NEW YORK — Despite sluggish retail apparel business in April and May, Wall Street analysts expect to see moderate gains in the second half, driven by clearer fashion trends.
“I don’t think we’re going to see apparel sales rocketing off, but sales gains should show good improvement on somewhat better demand, and with the help of weak comparisons against last year,” said Thomas H. Tashjian at First Manhattan Co.
For the first quarter, combined profits for a group of 50 retailers rose 21.3 percent and sales increased 13.2 percent, but much of the sales growth stemmed from furniture, consumer electronics and other durable items, a trend seen throughout 1993.
Looking ahead, analysts said clearer fashion trends, such as more relaxed and feminine looks and short skirts, should entice customers into the stores.
“It’s been a mixed bag recently. You could buy anything. Whenever there’s a fashion trend, there’s a reason to come to the stores,” said Peter N. Schaeffer at Dillon Read & Co.

### MATERIAL:

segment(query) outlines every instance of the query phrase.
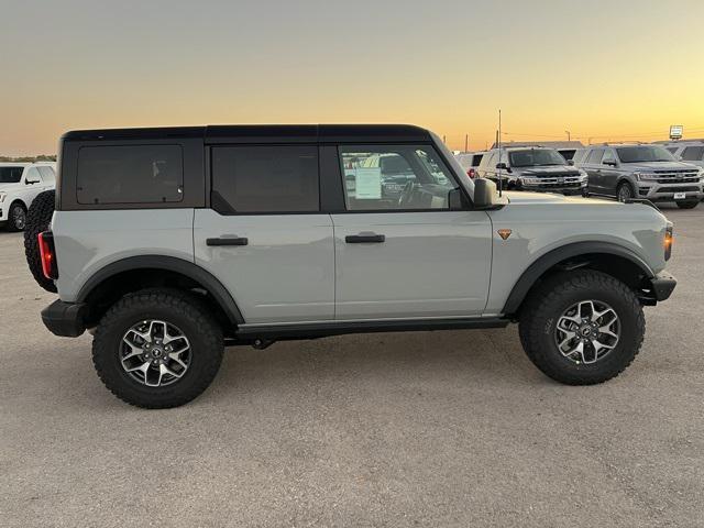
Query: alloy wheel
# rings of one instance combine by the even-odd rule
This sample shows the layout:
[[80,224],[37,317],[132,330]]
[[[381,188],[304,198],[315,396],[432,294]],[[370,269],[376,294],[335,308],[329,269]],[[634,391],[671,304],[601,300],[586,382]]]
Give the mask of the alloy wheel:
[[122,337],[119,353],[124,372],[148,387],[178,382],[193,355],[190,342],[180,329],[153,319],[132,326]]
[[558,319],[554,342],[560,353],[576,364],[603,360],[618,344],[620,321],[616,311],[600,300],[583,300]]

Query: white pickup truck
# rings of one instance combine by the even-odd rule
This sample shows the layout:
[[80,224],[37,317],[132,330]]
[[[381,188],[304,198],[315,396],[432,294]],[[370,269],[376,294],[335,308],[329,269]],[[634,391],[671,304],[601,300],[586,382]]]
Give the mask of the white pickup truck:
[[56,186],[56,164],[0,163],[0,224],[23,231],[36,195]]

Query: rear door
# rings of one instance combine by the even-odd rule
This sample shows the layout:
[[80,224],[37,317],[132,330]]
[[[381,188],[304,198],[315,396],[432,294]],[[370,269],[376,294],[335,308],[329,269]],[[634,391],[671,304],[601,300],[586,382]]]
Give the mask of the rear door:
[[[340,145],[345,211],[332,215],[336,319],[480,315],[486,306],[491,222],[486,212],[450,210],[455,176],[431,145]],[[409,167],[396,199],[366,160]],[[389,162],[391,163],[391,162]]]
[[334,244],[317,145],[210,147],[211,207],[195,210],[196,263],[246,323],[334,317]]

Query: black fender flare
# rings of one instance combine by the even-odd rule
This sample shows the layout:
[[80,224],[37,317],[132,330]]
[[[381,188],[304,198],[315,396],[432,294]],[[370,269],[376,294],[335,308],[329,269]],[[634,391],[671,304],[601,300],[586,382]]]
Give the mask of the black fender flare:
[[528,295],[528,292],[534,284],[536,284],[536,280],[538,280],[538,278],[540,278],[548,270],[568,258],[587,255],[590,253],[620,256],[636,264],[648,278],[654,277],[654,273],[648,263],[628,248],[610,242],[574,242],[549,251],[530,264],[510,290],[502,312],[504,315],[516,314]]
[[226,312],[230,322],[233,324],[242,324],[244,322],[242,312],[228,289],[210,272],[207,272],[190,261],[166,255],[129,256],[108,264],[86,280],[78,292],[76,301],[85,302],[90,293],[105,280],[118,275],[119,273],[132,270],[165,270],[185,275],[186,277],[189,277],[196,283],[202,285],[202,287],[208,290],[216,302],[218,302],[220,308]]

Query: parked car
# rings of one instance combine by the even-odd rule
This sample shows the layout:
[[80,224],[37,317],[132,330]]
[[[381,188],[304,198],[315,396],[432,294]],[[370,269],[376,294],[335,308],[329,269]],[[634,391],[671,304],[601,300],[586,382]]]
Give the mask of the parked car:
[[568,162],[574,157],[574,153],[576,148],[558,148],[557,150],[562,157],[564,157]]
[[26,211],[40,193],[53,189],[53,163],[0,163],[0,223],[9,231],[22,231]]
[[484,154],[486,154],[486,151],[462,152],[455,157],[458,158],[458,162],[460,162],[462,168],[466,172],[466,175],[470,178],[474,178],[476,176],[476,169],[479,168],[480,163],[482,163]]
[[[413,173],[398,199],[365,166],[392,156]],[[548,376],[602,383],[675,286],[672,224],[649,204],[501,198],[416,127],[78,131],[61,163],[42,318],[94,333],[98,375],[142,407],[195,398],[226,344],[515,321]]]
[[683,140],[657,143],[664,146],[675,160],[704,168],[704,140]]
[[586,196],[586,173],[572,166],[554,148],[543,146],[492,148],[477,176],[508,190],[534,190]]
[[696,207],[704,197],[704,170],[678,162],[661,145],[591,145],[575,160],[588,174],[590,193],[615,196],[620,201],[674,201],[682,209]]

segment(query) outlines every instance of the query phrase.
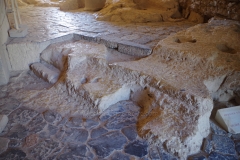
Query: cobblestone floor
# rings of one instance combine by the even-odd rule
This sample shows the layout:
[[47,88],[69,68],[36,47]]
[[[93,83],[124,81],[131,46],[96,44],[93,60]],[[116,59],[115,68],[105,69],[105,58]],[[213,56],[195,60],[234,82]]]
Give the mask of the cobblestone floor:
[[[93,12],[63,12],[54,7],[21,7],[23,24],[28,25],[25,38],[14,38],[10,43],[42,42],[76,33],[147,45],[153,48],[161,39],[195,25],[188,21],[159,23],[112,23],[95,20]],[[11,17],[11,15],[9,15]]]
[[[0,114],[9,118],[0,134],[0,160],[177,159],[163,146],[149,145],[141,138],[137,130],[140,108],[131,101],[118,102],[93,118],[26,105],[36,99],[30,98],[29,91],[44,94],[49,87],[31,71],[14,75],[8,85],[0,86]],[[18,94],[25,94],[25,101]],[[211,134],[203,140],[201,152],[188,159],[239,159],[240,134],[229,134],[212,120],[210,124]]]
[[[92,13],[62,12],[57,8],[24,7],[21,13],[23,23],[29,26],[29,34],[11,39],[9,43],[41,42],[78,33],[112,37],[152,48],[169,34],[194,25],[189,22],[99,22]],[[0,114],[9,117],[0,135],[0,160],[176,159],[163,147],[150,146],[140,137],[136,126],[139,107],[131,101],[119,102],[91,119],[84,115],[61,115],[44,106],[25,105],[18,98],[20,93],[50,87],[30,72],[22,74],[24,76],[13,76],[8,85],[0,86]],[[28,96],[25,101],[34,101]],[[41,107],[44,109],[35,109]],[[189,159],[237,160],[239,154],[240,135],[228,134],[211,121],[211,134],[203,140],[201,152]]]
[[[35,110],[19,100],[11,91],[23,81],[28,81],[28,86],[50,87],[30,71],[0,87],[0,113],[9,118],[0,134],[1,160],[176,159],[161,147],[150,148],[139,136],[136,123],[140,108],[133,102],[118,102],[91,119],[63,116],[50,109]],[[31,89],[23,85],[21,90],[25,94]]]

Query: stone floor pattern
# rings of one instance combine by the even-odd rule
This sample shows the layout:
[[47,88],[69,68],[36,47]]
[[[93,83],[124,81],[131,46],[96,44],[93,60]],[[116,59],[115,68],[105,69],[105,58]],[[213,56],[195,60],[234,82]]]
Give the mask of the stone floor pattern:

### EXERCISE AIM:
In the article on retail apparel sales, change "consumer electronics" to "home appliances" and give that stretch again, starting at the words "For the first" and stopping after "Dillon Read & Co.".

### FULL RESPONSE:
For the first quarter, combined profits for a group of 50 retailers rose 21.3 percent and sales increased 13.2 percent, but much of the sales growth stemmed from furniture, home appliances and other durable items, a trend seen throughout 1993.
Looking ahead, analysts said clearer fashion trends, such as more relaxed and feminine looks and short skirts, should entice customers into the stores.
“It’s been a mixed bag recently. You could buy anything. Whenever there’s a fashion trend, there’s a reason to come to the stores,” said Peter N. Schaeffer at Dillon Read & Co.